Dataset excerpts
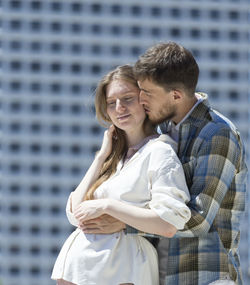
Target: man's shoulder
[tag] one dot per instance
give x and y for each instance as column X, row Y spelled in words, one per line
column 218, row 124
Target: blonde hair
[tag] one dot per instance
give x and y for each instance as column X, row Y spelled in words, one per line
column 119, row 143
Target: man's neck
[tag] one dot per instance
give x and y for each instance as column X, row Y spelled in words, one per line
column 184, row 108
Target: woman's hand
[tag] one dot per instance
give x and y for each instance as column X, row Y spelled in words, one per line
column 106, row 147
column 90, row 209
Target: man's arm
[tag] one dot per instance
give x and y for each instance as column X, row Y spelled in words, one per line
column 218, row 182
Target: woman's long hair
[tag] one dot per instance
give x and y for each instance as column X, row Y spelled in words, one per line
column 119, row 142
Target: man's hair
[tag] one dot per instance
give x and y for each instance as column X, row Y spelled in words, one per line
column 170, row 65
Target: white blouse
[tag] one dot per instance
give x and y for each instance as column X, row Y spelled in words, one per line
column 153, row 178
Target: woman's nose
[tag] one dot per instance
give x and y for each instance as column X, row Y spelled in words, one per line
column 142, row 97
column 119, row 105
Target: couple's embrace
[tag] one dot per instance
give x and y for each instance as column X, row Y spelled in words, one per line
column 184, row 185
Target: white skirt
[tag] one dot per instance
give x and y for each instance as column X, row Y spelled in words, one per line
column 107, row 259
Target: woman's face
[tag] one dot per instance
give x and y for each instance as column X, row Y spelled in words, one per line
column 123, row 106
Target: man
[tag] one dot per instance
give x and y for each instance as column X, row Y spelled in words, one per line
column 213, row 158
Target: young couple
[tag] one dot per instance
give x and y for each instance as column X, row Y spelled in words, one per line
column 187, row 185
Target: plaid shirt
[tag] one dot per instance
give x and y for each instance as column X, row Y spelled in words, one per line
column 213, row 158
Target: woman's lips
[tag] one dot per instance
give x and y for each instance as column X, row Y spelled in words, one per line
column 122, row 117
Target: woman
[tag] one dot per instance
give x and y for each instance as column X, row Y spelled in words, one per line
column 137, row 178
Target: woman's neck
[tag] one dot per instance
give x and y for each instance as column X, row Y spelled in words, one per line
column 136, row 138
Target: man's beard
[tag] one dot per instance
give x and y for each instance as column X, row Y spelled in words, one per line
column 164, row 116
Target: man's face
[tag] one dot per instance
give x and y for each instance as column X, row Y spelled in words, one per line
column 158, row 103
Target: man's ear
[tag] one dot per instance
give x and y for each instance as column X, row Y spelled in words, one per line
column 177, row 95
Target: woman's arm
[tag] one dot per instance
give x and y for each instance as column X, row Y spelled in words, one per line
column 94, row 170
column 145, row 220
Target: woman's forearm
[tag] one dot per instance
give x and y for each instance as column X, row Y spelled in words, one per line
column 145, row 220
column 87, row 181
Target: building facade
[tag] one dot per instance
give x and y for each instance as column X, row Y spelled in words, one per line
column 53, row 54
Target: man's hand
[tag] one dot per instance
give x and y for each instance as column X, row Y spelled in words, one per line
column 104, row 224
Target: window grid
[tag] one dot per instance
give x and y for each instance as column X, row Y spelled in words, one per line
column 48, row 82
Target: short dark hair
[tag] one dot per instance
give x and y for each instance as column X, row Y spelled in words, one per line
column 170, row 65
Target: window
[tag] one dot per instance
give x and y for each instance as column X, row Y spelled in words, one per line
column 35, row 128
column 116, row 9
column 214, row 14
column 234, row 15
column 35, row 67
column 195, row 13
column 55, row 87
column 15, row 66
column 116, row 50
column 116, row 30
column 56, row 47
column 76, row 88
column 136, row 30
column 56, row 6
column 195, row 33
column 15, row 4
column 214, row 74
column 76, row 48
column 175, row 12
column 15, row 147
column 15, row 85
column 36, row 46
column 15, row 45
column 76, row 28
column 55, row 128
column 136, row 10
column 214, row 54
column 15, row 25
column 35, row 148
column 214, row 34
column 36, row 5
column 96, row 29
column 75, row 129
column 233, row 35
column 36, row 87
column 35, row 168
column 75, row 149
column 96, row 8
column 155, row 31
column 155, row 11
column 55, row 67
column 95, row 69
column 76, row 68
column 76, row 7
column 55, row 149
column 36, row 26
column 233, row 95
column 96, row 49
column 234, row 55
column 175, row 32
column 35, row 189
column 56, row 27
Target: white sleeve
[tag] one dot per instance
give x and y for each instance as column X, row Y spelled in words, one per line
column 69, row 213
column 168, row 186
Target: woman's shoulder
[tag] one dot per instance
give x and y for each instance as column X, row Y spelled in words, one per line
column 162, row 143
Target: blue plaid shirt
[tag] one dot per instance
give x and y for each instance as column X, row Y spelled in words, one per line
column 213, row 158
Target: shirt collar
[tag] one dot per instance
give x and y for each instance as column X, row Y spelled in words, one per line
column 200, row 98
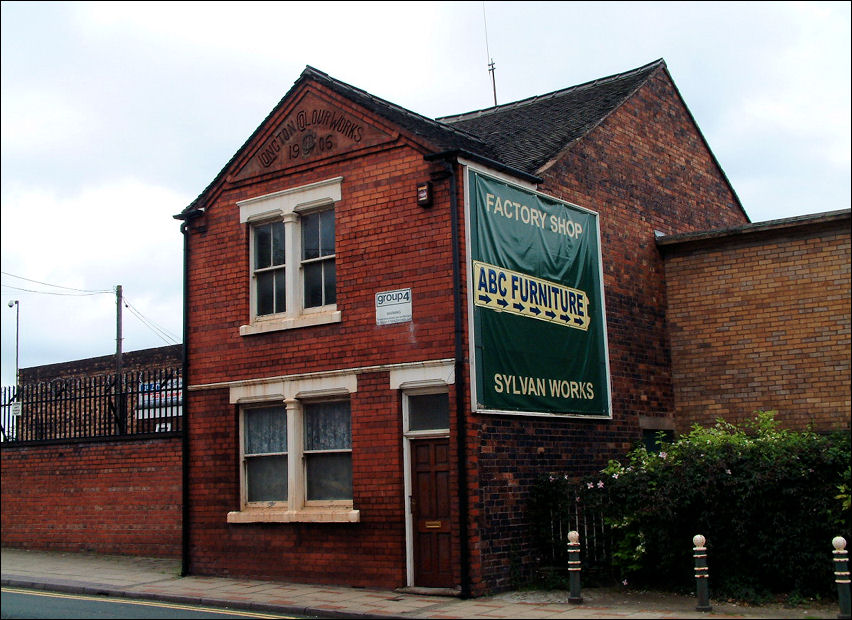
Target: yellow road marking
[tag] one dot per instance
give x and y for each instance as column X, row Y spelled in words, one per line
column 85, row 597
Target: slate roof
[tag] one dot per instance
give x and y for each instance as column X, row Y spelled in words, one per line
column 527, row 134
column 519, row 137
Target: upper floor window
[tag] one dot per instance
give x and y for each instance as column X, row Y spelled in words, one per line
column 270, row 269
column 292, row 257
column 318, row 269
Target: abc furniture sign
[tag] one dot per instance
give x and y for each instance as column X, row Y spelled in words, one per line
column 537, row 310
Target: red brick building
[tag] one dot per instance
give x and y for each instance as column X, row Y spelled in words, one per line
column 334, row 439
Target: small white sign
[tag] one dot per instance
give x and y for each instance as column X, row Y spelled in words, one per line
column 393, row 307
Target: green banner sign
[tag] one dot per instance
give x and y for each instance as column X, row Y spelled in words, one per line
column 539, row 330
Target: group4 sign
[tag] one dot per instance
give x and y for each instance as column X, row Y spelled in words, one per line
column 539, row 325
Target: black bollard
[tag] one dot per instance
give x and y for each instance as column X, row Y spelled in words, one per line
column 702, row 574
column 841, row 575
column 574, row 567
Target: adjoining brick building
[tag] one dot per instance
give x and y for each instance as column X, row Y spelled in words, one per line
column 759, row 319
column 335, row 324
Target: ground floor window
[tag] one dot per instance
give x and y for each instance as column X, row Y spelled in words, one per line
column 296, row 455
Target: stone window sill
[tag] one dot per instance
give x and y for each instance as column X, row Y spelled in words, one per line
column 282, row 515
column 280, row 324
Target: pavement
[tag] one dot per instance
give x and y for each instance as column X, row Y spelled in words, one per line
column 159, row 579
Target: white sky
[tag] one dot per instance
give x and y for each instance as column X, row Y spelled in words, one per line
column 115, row 116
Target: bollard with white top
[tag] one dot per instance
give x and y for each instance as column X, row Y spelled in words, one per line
column 702, row 573
column 841, row 575
column 574, row 567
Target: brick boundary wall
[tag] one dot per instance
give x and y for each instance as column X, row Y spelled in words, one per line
column 115, row 497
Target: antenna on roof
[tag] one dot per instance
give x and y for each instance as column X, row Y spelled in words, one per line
column 488, row 54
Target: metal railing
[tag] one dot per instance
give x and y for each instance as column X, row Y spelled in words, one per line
column 65, row 409
column 595, row 541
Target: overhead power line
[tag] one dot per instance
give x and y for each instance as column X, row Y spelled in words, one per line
column 164, row 334
column 78, row 291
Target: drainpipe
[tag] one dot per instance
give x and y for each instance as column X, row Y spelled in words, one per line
column 461, row 417
column 185, row 231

=== The task ===
The answer must consist of each line from the data that includes the string "woman".

=== Reply ===
Target: woman's hand
Target: woman's long hair
Target: woman's nose
Target: woman's face
Target: woman's lips
Target: woman
Target: woman's neck
Target: woman's arm
Target: woman's forearm
Target: woman's shoulder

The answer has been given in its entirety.